Sunday 7 January 2018

8b. Blondin Massé et al (2012) Symbol Grounding and the Origin of Language: From Show to Tell

Blondin Massé et al (2012) Symbol Grounding and the Origin of Language: From Show to Tell. In: Origins of Language. Cognitive Sciences Institute. Université du Québec à Montréal, June 2010. 

Vincent-Lamarre, Philippe., Blondin Massé, Alexandre, Lopes, Marcus, Lord, Mèlanie, Marcotte, Odile, & Harnad, Stevan (2016). The Latent Structure of Dictionaries  TopiCS in Cognitive Science  8(3) 625–659


Le succès adaptatif des organismes dépend de la capacité de faire la bonne chose avec le bon type de chose. C'est la catégorisation. La plupart des espèces peuvent apprendre des catégories par expérience directe (induction). Seuls les êtres humains peuvent acquérir des catégories par ou i-dire (instruction). Les simulations de vie artificielle montrent l'avantage évolutif de l'enseignement par rapport à l'induction. Les expériences électrophysiologiques montrent que nos deux façons d'acquérir les catégories partagent encore certaines caractéristiques communes. Les analyses graphique-théoriques montrent que les dictionnaires sont constitués de mots plus concrets, acquis à partir de l'expérience directe; et le sens des mots dans le reste du dictionnaire peuvent être appris à partirs de la définition seule, en combinant les mots de base dans les propositions sujet / prédicat avec des valeurs véridiques (vrai/faux). Le langage est advenu lorsque le mime intentionnel a été converti en séquences arbitraires de noms de catégories partagées décrivant et définissant de nouvelles catégories via des propositions.

Harnad, S. (2004). Retour à la tradition orale: écrire dans le ciel à la vitesse de la pensée.

Saint-Gerand, J. P. (2014). Steven Pinker, L'instinct du langageQuestions de communication, (2), 236-237.

Demoule, J. P., Encrevé, P., & Laks, B. Origine de l'homme, origine des langues: retrospective et perspectives.


11 comments:

  1. Cet article très clair et précis résume parfaitement bien plusieurs points dont on a discutés depuis le début de la session. Il dit que la question de l’origine du langage repose sur l’origine de la grammaire universelle. Comme nous le savons, la grammaire universelle est l’ensemble de règles qui sont communes à toutes les langues, et elle serait innée, car les enfants ne font jamais de fautes de grammaire universelle. Le problème de la grammaire universelle est que, si elle est innée, il faudrait techniquement être capable d’expliquer son apparition de manière évolutive. Or, il ne semble pas y avoir d’étapes ayant menés au langage, car il faudrait que ces étapes, des sortes de protolangues, nous permettent de dire certaines choses, mais pas toutes. Or quelles choses nous permettraient-elles de dire ou de ne pas dire et pourquoi? Une fois que l’on peut dire quelques mots, ne peut-on pas justement dire tout, ce qui est la définition même du langage? Comme l’existence de protolangues ne semble pas logique, on peut en déduire qu’il n’y avait pas d’étapes intermédiaires entre le non-langage et le langage.

**EXTRAITS DE DONNÉES**

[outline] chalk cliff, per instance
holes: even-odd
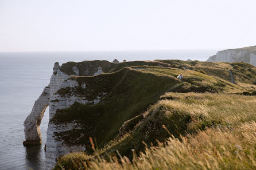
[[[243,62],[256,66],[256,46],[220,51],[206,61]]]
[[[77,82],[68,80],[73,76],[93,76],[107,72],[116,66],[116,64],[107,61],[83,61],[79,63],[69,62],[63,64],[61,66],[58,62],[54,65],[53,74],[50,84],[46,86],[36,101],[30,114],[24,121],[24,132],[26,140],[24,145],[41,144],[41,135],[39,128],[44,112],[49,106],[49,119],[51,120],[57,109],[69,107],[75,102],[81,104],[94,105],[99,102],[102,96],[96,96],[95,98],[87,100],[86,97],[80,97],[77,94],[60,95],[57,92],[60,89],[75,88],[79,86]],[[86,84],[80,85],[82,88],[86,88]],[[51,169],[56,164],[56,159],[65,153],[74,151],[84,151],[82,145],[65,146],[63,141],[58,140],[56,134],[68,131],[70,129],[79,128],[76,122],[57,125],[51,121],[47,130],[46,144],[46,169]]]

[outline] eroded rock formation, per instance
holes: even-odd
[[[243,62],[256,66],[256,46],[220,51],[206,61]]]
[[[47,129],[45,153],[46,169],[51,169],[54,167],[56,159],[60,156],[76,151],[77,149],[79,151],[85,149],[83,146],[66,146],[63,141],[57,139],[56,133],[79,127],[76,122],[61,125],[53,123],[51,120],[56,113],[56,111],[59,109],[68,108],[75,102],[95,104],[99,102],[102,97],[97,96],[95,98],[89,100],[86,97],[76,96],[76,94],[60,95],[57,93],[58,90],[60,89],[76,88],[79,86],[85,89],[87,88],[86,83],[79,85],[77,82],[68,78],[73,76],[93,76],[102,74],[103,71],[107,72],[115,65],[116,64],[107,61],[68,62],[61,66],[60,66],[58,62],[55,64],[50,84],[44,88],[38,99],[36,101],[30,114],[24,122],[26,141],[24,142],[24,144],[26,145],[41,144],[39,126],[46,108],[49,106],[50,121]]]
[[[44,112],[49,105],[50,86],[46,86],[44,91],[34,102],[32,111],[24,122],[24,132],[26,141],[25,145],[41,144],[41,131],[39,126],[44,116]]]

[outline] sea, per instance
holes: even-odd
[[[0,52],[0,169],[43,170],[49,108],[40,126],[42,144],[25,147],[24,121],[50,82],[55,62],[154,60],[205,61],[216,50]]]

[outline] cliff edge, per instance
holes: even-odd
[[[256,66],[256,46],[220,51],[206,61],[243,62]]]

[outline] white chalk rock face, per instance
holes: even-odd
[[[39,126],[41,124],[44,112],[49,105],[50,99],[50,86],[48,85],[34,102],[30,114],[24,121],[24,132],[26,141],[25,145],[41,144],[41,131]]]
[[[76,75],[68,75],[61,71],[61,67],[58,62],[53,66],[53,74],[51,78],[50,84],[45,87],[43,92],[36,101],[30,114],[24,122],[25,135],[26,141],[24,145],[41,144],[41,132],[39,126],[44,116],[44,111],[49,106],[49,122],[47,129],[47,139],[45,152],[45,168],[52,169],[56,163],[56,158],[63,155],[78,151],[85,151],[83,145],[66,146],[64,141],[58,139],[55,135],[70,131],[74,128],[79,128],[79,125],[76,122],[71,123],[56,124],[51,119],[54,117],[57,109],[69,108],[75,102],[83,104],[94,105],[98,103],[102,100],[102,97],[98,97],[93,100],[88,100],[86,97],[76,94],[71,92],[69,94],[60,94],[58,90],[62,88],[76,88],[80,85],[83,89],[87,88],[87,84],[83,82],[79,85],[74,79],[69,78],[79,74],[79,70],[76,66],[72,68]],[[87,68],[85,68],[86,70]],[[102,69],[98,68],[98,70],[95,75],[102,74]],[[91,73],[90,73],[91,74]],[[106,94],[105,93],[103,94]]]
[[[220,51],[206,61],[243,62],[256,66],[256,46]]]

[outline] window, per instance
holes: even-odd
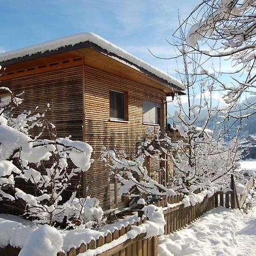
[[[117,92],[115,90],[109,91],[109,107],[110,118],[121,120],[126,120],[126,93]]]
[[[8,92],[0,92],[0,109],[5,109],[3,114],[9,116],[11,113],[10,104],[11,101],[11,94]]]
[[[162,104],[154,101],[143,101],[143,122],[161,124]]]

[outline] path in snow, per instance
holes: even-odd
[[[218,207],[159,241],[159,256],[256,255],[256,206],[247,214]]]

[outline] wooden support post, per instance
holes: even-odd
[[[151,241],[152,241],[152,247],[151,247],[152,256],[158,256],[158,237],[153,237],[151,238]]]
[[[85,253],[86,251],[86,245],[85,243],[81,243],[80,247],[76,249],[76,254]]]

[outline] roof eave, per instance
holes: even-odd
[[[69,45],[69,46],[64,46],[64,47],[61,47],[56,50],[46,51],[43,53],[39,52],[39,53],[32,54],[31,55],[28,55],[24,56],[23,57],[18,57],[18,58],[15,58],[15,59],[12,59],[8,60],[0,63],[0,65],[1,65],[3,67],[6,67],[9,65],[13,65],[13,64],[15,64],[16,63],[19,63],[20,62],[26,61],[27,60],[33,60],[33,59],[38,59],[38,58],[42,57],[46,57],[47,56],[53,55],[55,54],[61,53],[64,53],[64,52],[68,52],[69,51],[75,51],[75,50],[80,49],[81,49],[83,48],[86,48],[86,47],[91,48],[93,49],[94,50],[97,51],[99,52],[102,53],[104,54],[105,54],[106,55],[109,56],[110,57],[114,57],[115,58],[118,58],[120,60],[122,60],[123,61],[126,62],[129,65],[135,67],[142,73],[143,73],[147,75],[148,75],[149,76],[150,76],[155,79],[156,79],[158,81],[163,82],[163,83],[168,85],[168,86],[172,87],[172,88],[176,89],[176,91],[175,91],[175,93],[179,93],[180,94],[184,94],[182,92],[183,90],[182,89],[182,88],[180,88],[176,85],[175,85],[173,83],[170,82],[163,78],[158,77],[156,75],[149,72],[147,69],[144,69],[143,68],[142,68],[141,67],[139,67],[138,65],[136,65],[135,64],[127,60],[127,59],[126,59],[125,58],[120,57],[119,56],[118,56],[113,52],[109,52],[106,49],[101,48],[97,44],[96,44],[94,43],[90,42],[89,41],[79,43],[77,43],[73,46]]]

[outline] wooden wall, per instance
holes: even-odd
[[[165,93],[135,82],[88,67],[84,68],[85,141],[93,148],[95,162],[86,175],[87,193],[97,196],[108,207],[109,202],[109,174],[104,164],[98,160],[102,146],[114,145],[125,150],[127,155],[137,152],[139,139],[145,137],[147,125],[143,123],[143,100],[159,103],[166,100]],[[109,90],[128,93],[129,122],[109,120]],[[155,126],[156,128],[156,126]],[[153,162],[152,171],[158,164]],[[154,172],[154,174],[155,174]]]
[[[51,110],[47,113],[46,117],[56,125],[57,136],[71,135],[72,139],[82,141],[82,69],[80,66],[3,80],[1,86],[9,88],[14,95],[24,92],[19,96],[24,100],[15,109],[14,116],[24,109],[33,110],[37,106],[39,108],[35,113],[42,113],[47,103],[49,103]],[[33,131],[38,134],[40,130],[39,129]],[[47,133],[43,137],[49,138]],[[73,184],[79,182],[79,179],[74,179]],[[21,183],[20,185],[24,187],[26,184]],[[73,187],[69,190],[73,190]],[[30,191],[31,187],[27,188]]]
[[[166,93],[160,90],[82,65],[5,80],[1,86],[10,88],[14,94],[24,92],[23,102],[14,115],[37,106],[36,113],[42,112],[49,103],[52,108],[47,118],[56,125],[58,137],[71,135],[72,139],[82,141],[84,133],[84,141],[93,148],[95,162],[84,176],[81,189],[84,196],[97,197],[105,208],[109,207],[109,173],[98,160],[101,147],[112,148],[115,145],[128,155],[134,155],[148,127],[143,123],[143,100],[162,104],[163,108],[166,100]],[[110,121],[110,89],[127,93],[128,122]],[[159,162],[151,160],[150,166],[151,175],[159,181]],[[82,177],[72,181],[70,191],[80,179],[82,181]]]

**CONSIGNE**
Recopiez à l'identique tout le passage de la page sur l'origine du langage, depuis « Blondin Massé et al (2012) Symbol » jusqu'à « Montréal, June 2010. ».

**EXERCICE CORRIGÉ**
Blondin Massé et al (2012) Symbol Grounding and the Origin of Language: From Show to Tell. In: Origins of Language. Cognitive Sciences Institute. Université du Québec à Montréal, June 2010.